**Problem requirements**:
Below are entries; print them exactly from the first line through the one containing "Task: annotate every instance of the long".

(Records from a collection)
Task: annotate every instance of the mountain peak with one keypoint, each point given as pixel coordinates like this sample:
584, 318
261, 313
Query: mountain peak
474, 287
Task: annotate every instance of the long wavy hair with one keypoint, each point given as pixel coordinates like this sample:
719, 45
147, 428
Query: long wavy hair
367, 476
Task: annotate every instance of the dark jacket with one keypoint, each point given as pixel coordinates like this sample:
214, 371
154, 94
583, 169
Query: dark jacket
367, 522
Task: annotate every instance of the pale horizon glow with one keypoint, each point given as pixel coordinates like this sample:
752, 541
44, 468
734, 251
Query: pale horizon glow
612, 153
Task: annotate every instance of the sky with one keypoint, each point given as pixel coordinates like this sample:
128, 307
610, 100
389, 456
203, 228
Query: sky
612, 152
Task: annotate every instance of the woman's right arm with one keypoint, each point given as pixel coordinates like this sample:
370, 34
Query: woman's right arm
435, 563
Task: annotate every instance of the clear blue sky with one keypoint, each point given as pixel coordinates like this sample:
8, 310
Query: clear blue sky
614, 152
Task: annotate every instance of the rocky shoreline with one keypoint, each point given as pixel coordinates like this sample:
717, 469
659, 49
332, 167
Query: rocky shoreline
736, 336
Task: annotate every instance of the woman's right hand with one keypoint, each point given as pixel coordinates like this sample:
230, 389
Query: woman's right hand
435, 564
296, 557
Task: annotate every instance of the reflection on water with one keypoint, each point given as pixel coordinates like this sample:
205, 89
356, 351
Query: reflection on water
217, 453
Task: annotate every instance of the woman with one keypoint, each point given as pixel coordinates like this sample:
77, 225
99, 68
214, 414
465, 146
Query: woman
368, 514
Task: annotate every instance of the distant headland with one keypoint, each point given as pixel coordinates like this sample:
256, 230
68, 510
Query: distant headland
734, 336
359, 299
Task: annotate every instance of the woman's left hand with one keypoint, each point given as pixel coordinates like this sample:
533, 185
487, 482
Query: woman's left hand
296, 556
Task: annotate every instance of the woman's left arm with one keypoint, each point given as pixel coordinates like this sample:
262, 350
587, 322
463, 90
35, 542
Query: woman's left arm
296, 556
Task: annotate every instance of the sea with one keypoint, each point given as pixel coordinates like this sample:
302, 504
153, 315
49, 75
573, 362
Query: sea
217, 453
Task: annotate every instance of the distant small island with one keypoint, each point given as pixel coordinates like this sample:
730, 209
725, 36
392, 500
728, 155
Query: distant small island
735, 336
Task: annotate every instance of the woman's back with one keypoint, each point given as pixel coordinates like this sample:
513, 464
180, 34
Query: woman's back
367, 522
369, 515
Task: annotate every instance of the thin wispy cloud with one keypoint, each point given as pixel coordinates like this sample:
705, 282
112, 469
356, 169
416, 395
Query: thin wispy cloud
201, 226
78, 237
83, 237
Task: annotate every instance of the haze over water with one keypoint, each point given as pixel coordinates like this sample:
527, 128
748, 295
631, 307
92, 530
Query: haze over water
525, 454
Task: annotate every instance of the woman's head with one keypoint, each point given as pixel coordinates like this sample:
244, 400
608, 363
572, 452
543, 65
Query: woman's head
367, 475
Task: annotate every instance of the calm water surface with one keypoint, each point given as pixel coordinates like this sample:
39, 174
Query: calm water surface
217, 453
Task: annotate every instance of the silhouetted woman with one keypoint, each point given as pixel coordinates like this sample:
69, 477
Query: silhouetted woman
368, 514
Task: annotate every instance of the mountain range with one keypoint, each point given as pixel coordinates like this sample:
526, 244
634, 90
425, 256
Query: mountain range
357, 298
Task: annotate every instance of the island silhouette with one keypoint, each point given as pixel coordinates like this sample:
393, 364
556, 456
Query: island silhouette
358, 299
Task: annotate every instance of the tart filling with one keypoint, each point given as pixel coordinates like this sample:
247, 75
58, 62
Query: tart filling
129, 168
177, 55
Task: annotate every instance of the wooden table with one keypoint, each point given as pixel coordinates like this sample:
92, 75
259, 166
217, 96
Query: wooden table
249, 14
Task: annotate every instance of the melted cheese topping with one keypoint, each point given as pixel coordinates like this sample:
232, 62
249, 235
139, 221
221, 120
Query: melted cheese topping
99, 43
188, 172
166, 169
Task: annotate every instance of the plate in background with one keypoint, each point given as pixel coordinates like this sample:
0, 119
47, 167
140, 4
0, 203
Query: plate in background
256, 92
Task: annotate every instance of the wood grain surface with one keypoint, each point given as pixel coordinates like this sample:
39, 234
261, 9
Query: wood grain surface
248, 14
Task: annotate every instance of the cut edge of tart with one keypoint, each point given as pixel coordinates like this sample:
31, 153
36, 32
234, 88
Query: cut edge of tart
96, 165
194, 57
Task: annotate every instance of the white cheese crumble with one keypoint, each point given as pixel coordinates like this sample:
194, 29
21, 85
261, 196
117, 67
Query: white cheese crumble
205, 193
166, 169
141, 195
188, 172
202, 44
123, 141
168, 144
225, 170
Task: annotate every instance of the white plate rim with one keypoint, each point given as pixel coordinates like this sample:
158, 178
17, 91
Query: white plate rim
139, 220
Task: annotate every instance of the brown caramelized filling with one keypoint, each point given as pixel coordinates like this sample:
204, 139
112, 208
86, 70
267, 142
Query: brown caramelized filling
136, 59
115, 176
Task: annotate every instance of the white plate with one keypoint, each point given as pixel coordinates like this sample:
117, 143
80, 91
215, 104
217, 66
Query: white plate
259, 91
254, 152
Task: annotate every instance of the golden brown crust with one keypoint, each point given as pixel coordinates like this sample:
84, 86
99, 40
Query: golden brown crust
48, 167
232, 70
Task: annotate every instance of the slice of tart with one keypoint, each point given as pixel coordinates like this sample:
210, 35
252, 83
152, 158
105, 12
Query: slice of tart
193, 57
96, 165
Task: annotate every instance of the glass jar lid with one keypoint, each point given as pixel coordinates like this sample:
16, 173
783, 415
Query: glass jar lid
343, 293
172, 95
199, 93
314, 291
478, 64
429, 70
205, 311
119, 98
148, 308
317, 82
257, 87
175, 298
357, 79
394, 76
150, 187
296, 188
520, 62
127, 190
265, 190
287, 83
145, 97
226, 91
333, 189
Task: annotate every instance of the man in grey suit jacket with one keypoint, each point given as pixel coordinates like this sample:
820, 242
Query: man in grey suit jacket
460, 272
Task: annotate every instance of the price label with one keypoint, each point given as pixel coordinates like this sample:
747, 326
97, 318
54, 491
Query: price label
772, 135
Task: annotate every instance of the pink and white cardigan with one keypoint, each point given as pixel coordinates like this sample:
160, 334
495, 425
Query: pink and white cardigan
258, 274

**Solution to this task**:
Task: annotate every instance of the mountain peak with one keypoint, each point given as pixel coordinates like this sample:
584, 318
261, 313
Query: mountain peak
474, 287
Task: annotate every instance of the long wavy hair with one keypoint, each point given as pixel coordinates like this sample:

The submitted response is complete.